── Texto elegido ──

Autora: Claudia Bursuk
Estas crónicas fueron escritas entre los años 2016 al 2021
- Los inmigrantes
Las fundas de los trajes frenaban nuestro andar, cuando
chocaba con los portones que tuvimos que ir atravesando. Uno de ellos era de hierro
forjado con arco de medio punto. El otro, sumamente bello, como muchos de
los que anticipaban las hermosas construcciones perdidas por demolición, de la
ciudad de Buenos Aires. Estructura era de madera, con arco tudor en
la parcela superior y compartimentos vidriados.El edificio de estilo ecléctico era hermoso,
aunque penosamente modificado en su arquitectura a través del tiempo.
La Av. Rivadavia lo vió nacer allá por el año 1910, cuando
el arquitecto Brogi, lo diseñó para el Club Ciclistico que
se trasladaría del barrio de Recoleta en sus orígenes de 1898, al barrio de
Caballito.
Este Club Italiano, se vestía de fiesta como todos los dos
de junio desde el año 1946, fecha en que fue derrocada la monarquía de la Casa
de Saboya para dar lugar a la "República".
Se organizaba un almuerzo con espectáculo tradicional incluido.
Los mármoles de las escalinatas brillaban. Sería una noche de gala.

───

Qué hacer —
a. Copia de la crónica sobre los inmigrantes el tramo entre "La Av. Rivadavia" y "noche de gala.", ambos incluidos.
b. Continúa la crónica sobre los inmigrantes desde donde termina.

── Datos recibidos ──

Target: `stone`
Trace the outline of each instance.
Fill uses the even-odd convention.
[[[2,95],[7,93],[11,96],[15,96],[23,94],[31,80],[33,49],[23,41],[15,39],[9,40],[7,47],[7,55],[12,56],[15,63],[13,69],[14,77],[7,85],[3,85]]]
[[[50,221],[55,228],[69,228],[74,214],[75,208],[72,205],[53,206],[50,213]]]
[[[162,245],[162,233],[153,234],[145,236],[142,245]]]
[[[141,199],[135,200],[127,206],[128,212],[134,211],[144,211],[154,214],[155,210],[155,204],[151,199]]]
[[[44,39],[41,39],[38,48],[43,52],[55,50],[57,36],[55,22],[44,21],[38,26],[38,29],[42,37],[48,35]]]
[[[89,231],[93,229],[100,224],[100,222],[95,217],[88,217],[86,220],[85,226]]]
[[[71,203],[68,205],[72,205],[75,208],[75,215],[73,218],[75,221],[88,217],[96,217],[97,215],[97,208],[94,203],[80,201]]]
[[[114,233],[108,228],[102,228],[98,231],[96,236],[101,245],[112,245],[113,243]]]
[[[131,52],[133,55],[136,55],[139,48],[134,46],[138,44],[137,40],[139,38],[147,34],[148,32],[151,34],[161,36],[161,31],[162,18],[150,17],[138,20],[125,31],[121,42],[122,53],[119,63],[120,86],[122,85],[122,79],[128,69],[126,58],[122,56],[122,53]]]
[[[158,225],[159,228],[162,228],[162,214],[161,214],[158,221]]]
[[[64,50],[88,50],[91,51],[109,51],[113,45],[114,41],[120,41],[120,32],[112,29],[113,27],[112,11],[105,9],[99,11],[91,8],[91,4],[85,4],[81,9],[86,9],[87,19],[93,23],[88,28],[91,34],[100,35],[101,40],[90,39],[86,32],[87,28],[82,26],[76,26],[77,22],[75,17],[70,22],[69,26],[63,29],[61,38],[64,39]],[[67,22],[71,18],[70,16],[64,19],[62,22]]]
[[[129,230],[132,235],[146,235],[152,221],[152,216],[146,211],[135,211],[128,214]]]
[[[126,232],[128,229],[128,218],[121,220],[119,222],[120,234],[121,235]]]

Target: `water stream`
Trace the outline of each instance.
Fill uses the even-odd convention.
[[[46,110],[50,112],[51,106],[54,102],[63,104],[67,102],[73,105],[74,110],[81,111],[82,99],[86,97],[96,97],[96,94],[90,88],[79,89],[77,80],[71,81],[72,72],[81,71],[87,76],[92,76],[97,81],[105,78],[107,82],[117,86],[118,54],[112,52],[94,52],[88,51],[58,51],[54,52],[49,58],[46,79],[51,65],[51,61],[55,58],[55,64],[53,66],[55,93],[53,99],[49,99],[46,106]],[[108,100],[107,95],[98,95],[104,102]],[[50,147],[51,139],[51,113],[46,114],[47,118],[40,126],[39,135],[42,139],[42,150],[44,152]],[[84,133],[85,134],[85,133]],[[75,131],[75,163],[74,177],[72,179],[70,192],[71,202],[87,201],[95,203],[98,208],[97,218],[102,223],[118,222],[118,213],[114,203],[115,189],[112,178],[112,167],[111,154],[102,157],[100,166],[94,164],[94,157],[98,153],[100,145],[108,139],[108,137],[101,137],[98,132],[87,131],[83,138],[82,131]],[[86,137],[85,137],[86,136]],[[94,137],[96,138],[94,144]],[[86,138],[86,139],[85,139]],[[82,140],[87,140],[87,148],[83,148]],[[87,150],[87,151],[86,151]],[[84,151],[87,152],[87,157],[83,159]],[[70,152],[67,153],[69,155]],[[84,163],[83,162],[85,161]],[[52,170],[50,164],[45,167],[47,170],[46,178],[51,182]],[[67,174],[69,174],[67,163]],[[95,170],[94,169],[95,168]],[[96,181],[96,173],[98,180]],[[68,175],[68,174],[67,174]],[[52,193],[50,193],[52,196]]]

───

Respuestas por tarea —
a.
La Av. Rivadavia lo vió nacer allá por el año 1910, cuando
el arquitecto Brogi, lo diseñó para el Club Ciclistico que
se trasladaría del barrio de Recoleta en sus orígenes de 1898, al barrio de
Caballito.
Este Club Italiano, se vestía de fiesta como todos los dos
de junio desde el año 1946, fecha en que fue derrocada la monarquía de la Casa
de Saboya para dar lugar a la "República".
Se organizaba un almuerzo con espectáculo tradicional incluido.
Los mármoles de las escalinatas brillaban. Sería una noche de gala.

b.
El “palcoscenico” armado estaba firme. Era lo primero que
se verificaba, pues las polkas friulanas y las tarantellas del sur que
soportaría, podrían hacer tambalear a cualquiera. Como aquella vez, en que, en
uno de los tantos pueblos que recorríamos para ofrecer nuestras danzas
tradicionales del folklore del inmigrante, se quebró. La placa de aglomerado
del escenario se partió y una pareja menos tuvo en su haber la coreografía,
hasta terminar la actuación. El agujero fue tan grande que pudo hacer
desaparecer como por arte de magia a los bailarines, sin que el resto, ni el
público, se percatara de lo sucedido. Son anécdotas de esas que no pueden contener
nuestra risa al recordarlas.
Pero si bien el escenario del Italiano era firme, no era lo suficientemente grande para albergar a
diez parejas de bailarines. La orquesta arriba y los danzantes abajo. Esa fue
la disposición determinada por los directores.
El lujo y protocolo del lugar no condecía con el escaso
servicio de catering, asignado para nosotros. Solo una, si, solo UNA jarra de
agua y unos pocos vasos plásticos descartables, pedidos en varias ocasiones
para sofocar la próxima hora y media de saltos, y corridas que requería el
espectáculo.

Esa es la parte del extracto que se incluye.